PROVIDED DATA =
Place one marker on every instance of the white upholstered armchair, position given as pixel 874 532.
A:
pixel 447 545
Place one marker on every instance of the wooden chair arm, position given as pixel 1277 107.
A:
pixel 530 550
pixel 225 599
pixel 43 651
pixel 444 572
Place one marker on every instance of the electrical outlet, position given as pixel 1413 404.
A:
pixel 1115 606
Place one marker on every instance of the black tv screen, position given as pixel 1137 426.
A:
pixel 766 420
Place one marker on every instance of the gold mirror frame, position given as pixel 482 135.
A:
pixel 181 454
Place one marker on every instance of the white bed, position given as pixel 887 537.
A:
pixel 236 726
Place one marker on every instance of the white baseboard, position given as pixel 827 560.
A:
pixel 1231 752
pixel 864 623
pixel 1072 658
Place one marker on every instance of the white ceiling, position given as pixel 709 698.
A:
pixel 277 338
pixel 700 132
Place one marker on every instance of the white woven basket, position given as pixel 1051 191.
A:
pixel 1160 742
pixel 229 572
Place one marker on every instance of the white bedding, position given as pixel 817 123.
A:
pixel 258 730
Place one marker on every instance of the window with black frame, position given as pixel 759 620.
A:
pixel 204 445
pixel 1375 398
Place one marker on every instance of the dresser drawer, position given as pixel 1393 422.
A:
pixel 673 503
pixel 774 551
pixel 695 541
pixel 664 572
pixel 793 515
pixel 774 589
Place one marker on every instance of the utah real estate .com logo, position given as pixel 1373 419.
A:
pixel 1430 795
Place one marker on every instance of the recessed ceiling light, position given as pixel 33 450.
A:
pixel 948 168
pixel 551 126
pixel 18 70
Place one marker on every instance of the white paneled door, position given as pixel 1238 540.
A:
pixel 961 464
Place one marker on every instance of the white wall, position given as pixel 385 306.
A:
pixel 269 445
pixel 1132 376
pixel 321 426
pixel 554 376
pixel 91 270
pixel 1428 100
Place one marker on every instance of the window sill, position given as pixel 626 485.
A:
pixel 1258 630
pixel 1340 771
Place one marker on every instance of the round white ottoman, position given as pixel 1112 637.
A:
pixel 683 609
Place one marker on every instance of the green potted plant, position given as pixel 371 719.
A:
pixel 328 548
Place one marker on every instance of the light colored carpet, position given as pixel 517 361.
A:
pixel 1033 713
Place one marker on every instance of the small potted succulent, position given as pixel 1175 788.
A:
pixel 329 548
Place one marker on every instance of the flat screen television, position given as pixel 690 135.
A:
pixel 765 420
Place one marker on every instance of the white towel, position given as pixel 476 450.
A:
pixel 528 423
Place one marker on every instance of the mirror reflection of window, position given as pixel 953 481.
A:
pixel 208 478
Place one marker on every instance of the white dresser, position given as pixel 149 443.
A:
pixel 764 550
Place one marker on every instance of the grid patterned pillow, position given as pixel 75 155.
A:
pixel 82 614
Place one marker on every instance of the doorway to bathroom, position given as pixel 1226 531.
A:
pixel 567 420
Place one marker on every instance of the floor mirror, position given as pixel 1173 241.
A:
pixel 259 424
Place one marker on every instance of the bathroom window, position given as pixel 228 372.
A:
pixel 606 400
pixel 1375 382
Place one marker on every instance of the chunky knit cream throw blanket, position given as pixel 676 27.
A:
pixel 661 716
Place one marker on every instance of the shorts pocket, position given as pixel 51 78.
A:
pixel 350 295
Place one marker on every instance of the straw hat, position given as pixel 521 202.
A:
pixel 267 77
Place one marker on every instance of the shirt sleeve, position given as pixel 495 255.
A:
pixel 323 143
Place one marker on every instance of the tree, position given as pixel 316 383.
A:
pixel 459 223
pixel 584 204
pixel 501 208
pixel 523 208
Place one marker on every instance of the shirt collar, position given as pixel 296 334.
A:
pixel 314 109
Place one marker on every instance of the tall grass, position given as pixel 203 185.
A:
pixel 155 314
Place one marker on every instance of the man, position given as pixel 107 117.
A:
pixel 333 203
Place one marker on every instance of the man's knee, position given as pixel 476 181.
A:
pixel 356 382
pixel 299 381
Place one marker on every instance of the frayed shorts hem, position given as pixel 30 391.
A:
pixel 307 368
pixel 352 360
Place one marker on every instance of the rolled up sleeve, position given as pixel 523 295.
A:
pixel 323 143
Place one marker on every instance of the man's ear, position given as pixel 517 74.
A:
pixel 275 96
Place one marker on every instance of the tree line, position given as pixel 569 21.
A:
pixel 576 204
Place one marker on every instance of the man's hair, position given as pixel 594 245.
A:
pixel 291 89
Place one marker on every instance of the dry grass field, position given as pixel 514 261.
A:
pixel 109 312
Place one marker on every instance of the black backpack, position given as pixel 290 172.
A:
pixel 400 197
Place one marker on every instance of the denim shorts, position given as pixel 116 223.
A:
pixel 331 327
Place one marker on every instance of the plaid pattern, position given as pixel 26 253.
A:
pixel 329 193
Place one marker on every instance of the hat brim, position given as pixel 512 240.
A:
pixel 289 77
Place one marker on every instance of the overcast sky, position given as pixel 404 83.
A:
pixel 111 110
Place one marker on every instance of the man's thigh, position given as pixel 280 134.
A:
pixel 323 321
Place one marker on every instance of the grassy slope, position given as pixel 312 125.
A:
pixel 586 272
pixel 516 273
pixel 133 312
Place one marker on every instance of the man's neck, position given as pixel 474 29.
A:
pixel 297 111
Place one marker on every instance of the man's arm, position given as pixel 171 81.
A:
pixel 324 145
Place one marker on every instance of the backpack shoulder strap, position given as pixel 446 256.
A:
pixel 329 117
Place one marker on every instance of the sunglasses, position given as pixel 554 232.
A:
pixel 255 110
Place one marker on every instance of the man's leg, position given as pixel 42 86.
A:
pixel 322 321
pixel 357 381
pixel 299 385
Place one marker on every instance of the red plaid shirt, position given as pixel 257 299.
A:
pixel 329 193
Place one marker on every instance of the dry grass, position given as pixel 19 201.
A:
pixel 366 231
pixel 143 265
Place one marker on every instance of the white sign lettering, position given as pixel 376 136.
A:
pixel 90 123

PROBLEM DETAILS = Write out all of the records exactly as they stand above.

RESPONSE TO THIS EXERCISE =
Place one marker on every instance of the white upholstered armchair, position given as pixel 874 532.
A:
pixel 447 545
Place one marker on every instance of the wooden chair arm, position given as pixel 1277 107.
A:
pixel 530 550
pixel 225 599
pixel 43 651
pixel 444 572
Place one marker on every instance of the electrical outlet, position given as pixel 1413 404.
A:
pixel 1115 606
Place one marker on every instance of the black tv screen, position given as pixel 1137 426.
A:
pixel 766 420
Place one marker on every instance of the gold mirror frame, position given as pixel 482 135.
A:
pixel 181 454
Place one marker on every instance of the white bed, position given as pixel 887 537.
A:
pixel 236 726
Place one marker on every instance of the white baseboard, position given as pixel 827 560.
A:
pixel 1231 752
pixel 864 623
pixel 1072 658
Place one marker on every instance of the white ceiling, position given as pixel 709 698.
A:
pixel 277 338
pixel 700 132
Place one marker on every instance of the white woven basket, position given as pixel 1051 191.
A:
pixel 1160 742
pixel 229 572
Place one marker on every instance of the white bedding, position given as pixel 817 123.
A:
pixel 258 730
Place one marker on every instance of the window with black frame, position given as pixel 759 620.
A:
pixel 204 445
pixel 1375 398
Place one marker on every instance of the dresser drawer, position given as pixel 1393 422.
A:
pixel 673 503
pixel 774 551
pixel 695 541
pixel 664 572
pixel 793 515
pixel 774 589
Place one marker on every instance of the utah real estate .com logo, position given as pixel 1373 419.
A:
pixel 1430 795
Place one marker on every instance of the recessed ceiling light, position given as pixel 33 450.
A:
pixel 948 168
pixel 551 126
pixel 18 70
Place one marker on every instance of the white paneled door, position given as pixel 1238 540.
A:
pixel 961 464
Place one marker on every instance of the white wall, position given as pixel 385 306.
A:
pixel 269 445
pixel 1132 376
pixel 321 426
pixel 554 376
pixel 91 270
pixel 1428 100
Place one marker on every instance of the window sill, position given as pixel 626 485.
A:
pixel 1258 630
pixel 1340 771
Place one marker on every instance of the round white ottoman, position given as pixel 1112 637.
A:
pixel 683 609
Place one marker on every instance of the green potted plant, position given as pixel 371 719.
A:
pixel 328 548
Place one marker on every instance of the light colored carpet, position given as pixel 517 361.
A:
pixel 1033 713
Place one marker on every instance of the small potted succulent, position given as pixel 1175 788.
A:
pixel 329 548
Place one marker on every instance of the flat screen television, position given as pixel 690 135.
A:
pixel 765 420
Place one marker on every instance of the white towel, position given as pixel 476 450.
A:
pixel 528 423
Place one marker on every instance of the mirror reflection of window, position given as pixel 953 481.
A:
pixel 208 478
Place one marker on every instance of the white dresser, position given as pixel 149 443.
A:
pixel 764 550
Place one marker on every instance of the grid patterned pillow, position given as pixel 75 155.
A:
pixel 82 614
Place one marker on every instance of the doorway to bathroom, position given as pixel 1226 531.
A:
pixel 567 420
Place one marker on every instance of the floor mirror, position given as pixel 1173 241.
A:
pixel 259 424
Place one marker on every instance of the bathroom window, position given as pixel 228 372.
A:
pixel 606 400
pixel 1375 382
Place one marker on every instance of the chunky knit cream throw blanket, position given as pixel 676 27.
A:
pixel 661 716
Place one marker on every instance of the shorts pocket, position given as pixel 51 78.
A:
pixel 350 295
Place one marker on every instance of the straw hat, position given as pixel 521 202.
A:
pixel 267 77
Place one marker on every instance of the shirt sleeve, position given as pixel 495 255.
A:
pixel 323 143
Place one marker on every instance of the tree, position given as pixel 316 383.
A:
pixel 459 223
pixel 584 204
pixel 501 208
pixel 523 208
Place one marker on every instance of the shirt collar, position given as pixel 296 334.
A:
pixel 314 109
Place one marker on every instance of the tall grass, position given as pixel 203 185.
A:
pixel 155 314
Place one marker on every instance of the man, position given as pixel 107 117.
A:
pixel 333 203
Place one marker on every instance of the man's knee, position given as pixel 476 181.
A:
pixel 356 382
pixel 299 381
Place one marker on every instance of the frayed shorts hem, position given as pixel 30 391.
A:
pixel 307 368
pixel 352 360
Place one marker on every instance of the rolled up sleeve, position given as pixel 523 295.
A:
pixel 323 143
Place one marker on every instance of the man's ear, position given as pixel 517 74.
A:
pixel 275 96
Place one marker on every instance of the tree line, position given as pixel 569 21.
A:
pixel 576 204
Place one marker on every instance of the man's hair, position given as pixel 594 245.
A:
pixel 291 89
Place one marker on every instance of the dry grass field, position given as pixel 514 261.
A:
pixel 109 312
Place one marker on every instance of the black backpack, position given as pixel 290 172.
A:
pixel 400 197
Place one marker on every instance of the denim shorts, position given as pixel 116 223.
A:
pixel 331 327
Place one marker on every instance of the plaid pattern, position given as pixel 26 253.
A:
pixel 329 193
Place one marker on every instance of the hat brim, position given as pixel 512 240.
A:
pixel 289 77
Place one marker on every instance of the overcast sky, position given as pixel 404 83.
A:
pixel 111 110
Place one marker on every instance of the man's thigh, position given as pixel 280 134.
A:
pixel 323 321
Place one marker on every instance of the grassy slope, position given as pixel 312 125.
A:
pixel 586 272
pixel 516 273
pixel 133 312
Place one marker on every instance of the man's neck, position given as pixel 474 29.
A:
pixel 297 111
Place one marker on every instance of the man's arm, position given as pixel 171 81.
A:
pixel 324 145
Place one marker on every instance of the backpack shoulder strap, position given as pixel 446 256.
A:
pixel 329 117
Place one marker on every instance of the sunglasses, position given as pixel 554 232.
A:
pixel 255 110
Place one marker on every instance of the man's leg, position given as pixel 42 86.
A:
pixel 322 321
pixel 357 381
pixel 299 385
Place one marker on every instance of the red plaid shirt, position given as pixel 257 299.
A:
pixel 329 193
Place one marker on every instance of the dry grass, position given as pixel 19 201.
A:
pixel 366 231
pixel 143 265
Place one marker on every instance of the white sign lettering, position given as pixel 376 136.
A:
pixel 90 123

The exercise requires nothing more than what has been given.